Looking at some of the files using a Hex Editor it was immediately apparent that there was a consistent pattern of bytes at the start of each file. A string which read 'Spectral Data File' which was represented by 53 70 65 63 74 72 61 6C 20 44 61 74 61 20 46 69 6C 65 in hexadecimal. Note that I actually thought the pattern was longer but advice received from the PRONOM team suggested that it was better to cut it down.

I also looked at the end of each file and at first sight there appeared to be consistency here too with each file ending with the same few bytes. This hypothesis was blown out of the water when I looked at a sample file that I had discovered online which did not display this pattern (but luckily did have the same bytes at the start of the file).

This is why it is so important to have sample data that comes from more than one source. A set of files from a single researcher may have misleading patterns that have occurred just because of the consistent way in which they work, rather than this being a true feature of the format itself.

So, once I'd looked at all 33 files and had convinced myself the hypothesis was solid, I went to the online signature development tool provided by The National Archives and created my signature.

PRONOM signature development tool

This was relatively easy to use but there were areas where more guidance was needed (so questions were fired off to the PRONOM team and a speedy response was received). I'm hoping that in the future there will be more documentation to help guide the completion of this form - so that people know how best to name the signature, where to find a definitive list of Mimetypes (this is the list they suggested I looked at), and what the Version field should contain (it is for the version of the file format if this is apparent/relevant - not the version of the signature you are creating).

Once I was done, I clicked on the 'Save Signature File' button and I was presented with the finished XML file:

Ta daaaaa!

I briefly admired my handiwork before sending it off to The National Archives for feedback.*

How long did it take me to do all of this? I would say one full day is a fair estimate (that would include reading the guidance, downloading the Hex Editor and a few false starts as I tried to find a format that I thought I could handle). The next signature would be much quicker.

The biggest challenges:

It took me a while to find a binary format that I could work with. Much of the research data we hold appears to be ASCII formats ....which has benefits from a digital preservation perspective, but wasn't what I was looking for with regard to this exercise
I did not really understand the file format I was working with. I am not a chemist. I have never heard of the .spa format. I struggle to even say 'Spectroscopy' let alone understand it. When I started to research it online I found the results quite confusing. If I knew more about the format in the first place it would have made life much easier.

[Image location labeling entries]
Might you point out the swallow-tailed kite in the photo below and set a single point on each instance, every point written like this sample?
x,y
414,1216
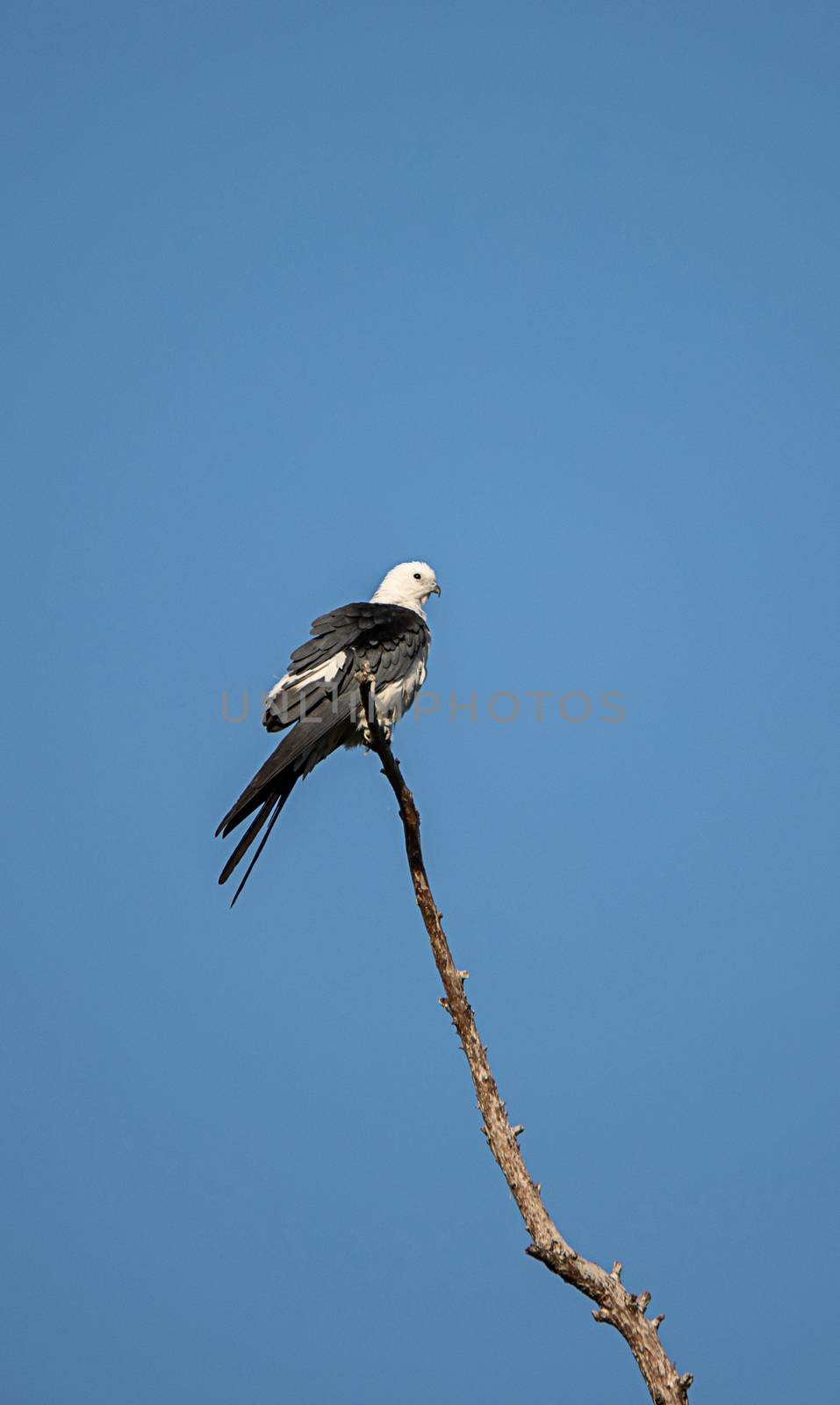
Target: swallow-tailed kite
x,y
319,695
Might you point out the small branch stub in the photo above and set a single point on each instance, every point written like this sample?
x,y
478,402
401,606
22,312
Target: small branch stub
x,y
614,1304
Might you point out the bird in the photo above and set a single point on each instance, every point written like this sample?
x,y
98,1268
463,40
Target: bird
x,y
319,695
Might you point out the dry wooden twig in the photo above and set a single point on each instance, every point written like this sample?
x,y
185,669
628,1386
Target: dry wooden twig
x,y
615,1306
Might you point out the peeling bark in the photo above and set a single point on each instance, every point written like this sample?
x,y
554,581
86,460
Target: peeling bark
x,y
615,1306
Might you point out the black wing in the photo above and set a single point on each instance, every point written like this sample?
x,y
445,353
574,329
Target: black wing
x,y
388,637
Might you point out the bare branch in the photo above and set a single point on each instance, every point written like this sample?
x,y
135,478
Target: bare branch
x,y
615,1306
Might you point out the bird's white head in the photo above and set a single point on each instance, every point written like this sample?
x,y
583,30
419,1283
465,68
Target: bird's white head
x,y
409,585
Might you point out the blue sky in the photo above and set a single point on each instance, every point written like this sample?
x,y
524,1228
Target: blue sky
x,y
548,297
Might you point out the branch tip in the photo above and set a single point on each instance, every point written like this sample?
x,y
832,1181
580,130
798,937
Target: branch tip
x,y
621,1310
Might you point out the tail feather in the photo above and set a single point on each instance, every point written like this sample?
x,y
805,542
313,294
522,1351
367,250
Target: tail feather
x,y
291,752
262,845
245,843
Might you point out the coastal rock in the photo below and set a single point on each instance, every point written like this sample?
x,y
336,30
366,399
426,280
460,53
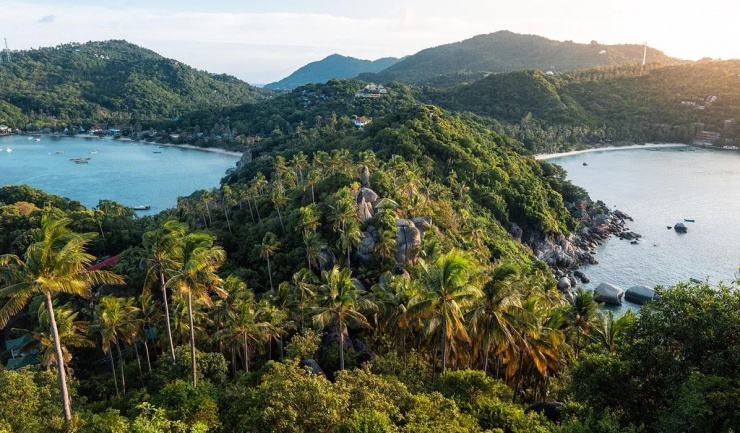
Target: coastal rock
x,y
608,293
365,176
584,279
639,294
368,194
564,284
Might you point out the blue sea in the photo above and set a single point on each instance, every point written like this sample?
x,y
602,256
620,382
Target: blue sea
x,y
660,187
130,173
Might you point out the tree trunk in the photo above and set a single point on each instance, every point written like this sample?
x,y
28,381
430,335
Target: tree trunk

#### PROBLEMS TO WORK ON:
[A] Reproduce the PRONOM signature text verbatim, taking everything from "I also looked" down to "the format itself.".
[B] Write what comes next in the account of building a PRONOM file signature, beginning after its final sentence.

#### RESPONSES:
[A]
I also looked at the end of each file and at first sight there appeared to be consistency here too with each file ending with the same few bytes. This hypothesis was blown out of the water when I looked at a sample file that I had discovered online which did not display this pattern (but luckily did have the same bytes at the start of the file).

This is why it is so important to have sample data that comes from more than one source. A set of files from a single researcher may have misleading patterns that have occurred just because of the consistent way in which they work, rather than this being a true feature of the format itself.

[B]
There are limitations with the metadata we get from researchers when they deposit data with Research Data York. Reading the brief descriptions of the dataset that are provided did not really help me work out what the individual files are or what software and hardware was used to create them.
I could not locate the file format specification online - I think next time I try this I may approach the software vendor direct and ask them for help.
Available documentation for creating and testing signatures could be enhanced. I had several questions as I went along and these were answered promptly by the PRONOM team, but if the information was all online then this would certainly help other newbies.

Despite the challenges this exercise has been both enjoyable and useful. The thing I like about being a digital archivist is being able to get hands on with the data and solve problems. Over the last few years I've done very little of this type of work so it was great to get stuck in. On top of the obvious benefit that after the next signature release these .spa files will now be recognised by DROID and other PRONOM-based file identification tools, I have also increased my knowledge and understanding of the process and this is a positive result.

I would definitely encourage other digital archivists, repository managers and research data managers to try this out for themselves.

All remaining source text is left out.